_GIVEN TASK_
How many of the lines below contain the word "yellow"? Reply with the number alone.

[Excerpts from location labeling data]

* * * * *

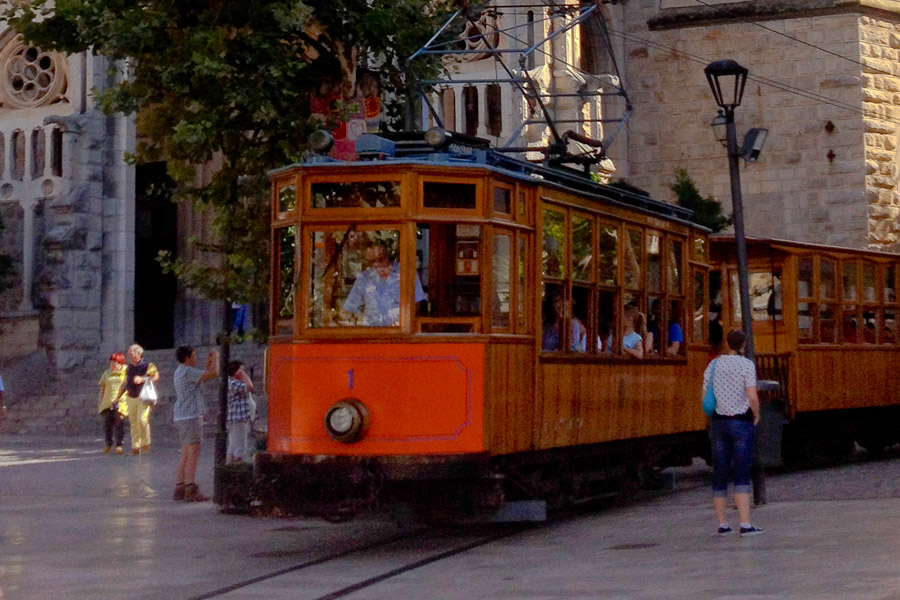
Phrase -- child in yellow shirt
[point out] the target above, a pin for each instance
(114, 413)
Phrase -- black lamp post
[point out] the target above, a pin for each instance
(727, 79)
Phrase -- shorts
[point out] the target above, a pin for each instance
(190, 431)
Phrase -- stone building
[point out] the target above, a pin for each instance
(83, 227)
(824, 80)
(67, 199)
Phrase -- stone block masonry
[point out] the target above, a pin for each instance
(824, 80)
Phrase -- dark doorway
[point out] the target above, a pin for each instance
(156, 228)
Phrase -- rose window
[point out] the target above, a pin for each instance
(31, 77)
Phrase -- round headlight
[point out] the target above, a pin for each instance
(347, 420)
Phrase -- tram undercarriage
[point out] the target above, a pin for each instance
(465, 486)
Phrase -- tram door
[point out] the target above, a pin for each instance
(449, 259)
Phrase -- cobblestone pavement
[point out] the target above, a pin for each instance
(78, 525)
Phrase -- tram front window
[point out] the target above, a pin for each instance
(355, 279)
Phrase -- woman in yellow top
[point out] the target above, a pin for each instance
(138, 372)
(113, 413)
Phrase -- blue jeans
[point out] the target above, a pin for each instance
(732, 443)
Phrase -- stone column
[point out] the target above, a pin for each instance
(28, 204)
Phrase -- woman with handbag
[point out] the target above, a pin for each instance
(733, 429)
(139, 397)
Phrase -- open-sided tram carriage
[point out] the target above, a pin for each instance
(825, 327)
(474, 390)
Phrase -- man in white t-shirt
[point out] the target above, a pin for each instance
(190, 406)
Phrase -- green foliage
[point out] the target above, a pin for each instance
(229, 84)
(707, 210)
(7, 270)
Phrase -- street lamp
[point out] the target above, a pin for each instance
(727, 80)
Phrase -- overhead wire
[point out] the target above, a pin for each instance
(790, 37)
(762, 80)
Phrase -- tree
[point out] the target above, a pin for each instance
(707, 210)
(230, 83)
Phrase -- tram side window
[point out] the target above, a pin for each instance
(889, 328)
(501, 281)
(606, 324)
(450, 257)
(698, 321)
(559, 329)
(765, 296)
(355, 279)
(362, 194)
(554, 254)
(449, 195)
(869, 309)
(805, 306)
(828, 307)
(287, 198)
(716, 331)
(285, 279)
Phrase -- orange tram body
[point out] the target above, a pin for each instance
(449, 331)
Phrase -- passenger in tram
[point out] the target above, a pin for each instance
(604, 336)
(676, 338)
(550, 340)
(633, 342)
(651, 340)
(376, 292)
(716, 334)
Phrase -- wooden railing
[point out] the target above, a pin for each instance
(774, 367)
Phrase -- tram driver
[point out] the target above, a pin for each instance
(376, 292)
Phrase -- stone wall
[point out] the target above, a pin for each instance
(880, 45)
(810, 183)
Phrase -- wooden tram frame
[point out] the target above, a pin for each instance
(537, 424)
(838, 384)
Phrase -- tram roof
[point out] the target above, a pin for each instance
(562, 178)
(792, 245)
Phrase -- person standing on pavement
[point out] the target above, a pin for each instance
(241, 411)
(114, 413)
(190, 407)
(137, 372)
(733, 430)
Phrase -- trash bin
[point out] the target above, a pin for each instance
(771, 422)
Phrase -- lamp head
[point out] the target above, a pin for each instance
(719, 125)
(726, 80)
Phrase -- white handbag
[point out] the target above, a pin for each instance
(148, 393)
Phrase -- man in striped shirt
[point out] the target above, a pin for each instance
(190, 406)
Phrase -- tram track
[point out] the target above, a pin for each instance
(373, 548)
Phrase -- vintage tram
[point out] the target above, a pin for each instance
(825, 327)
(447, 327)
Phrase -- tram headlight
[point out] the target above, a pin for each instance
(347, 420)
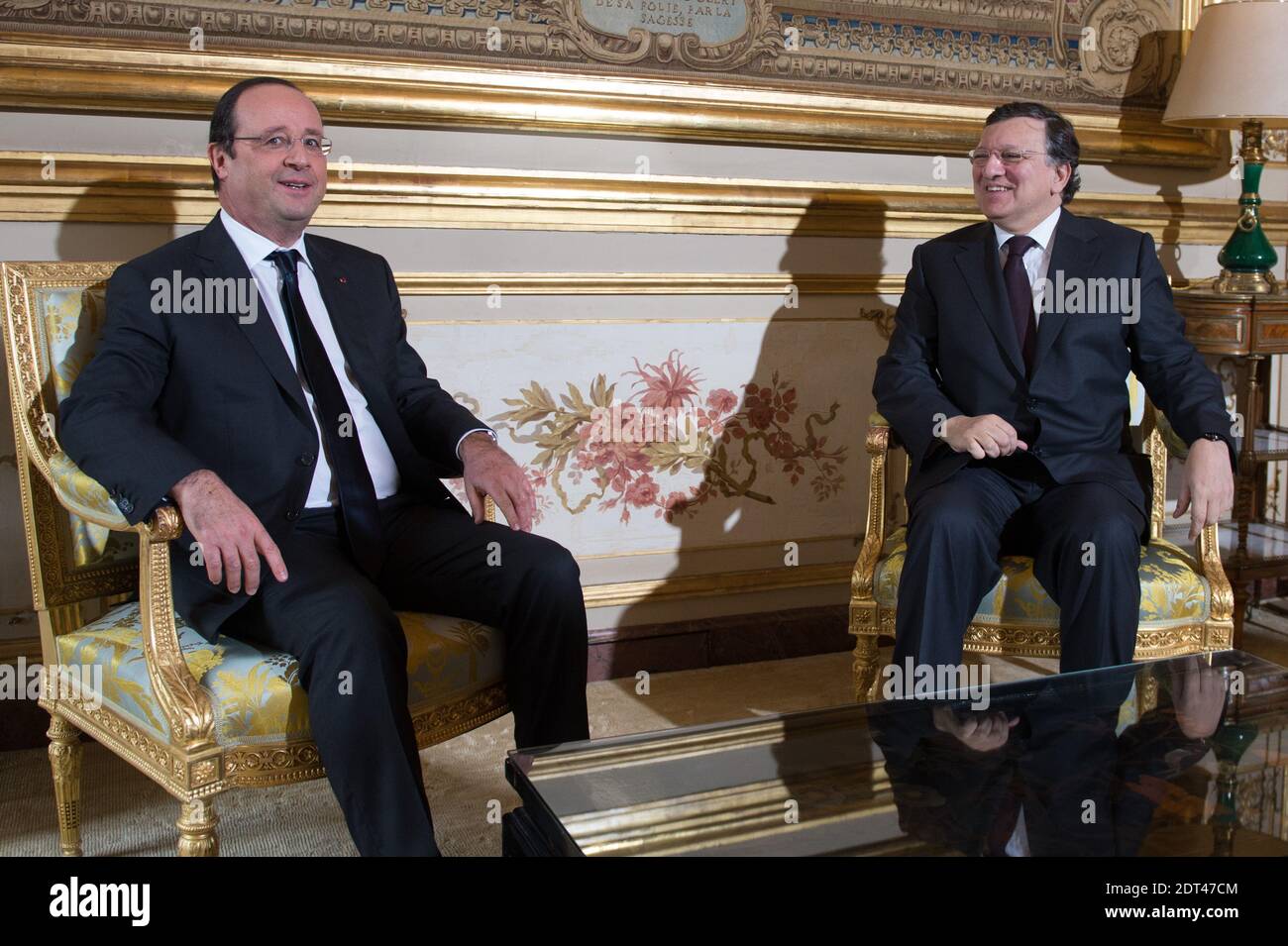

* * * * *

_FULL SOLUTION_
2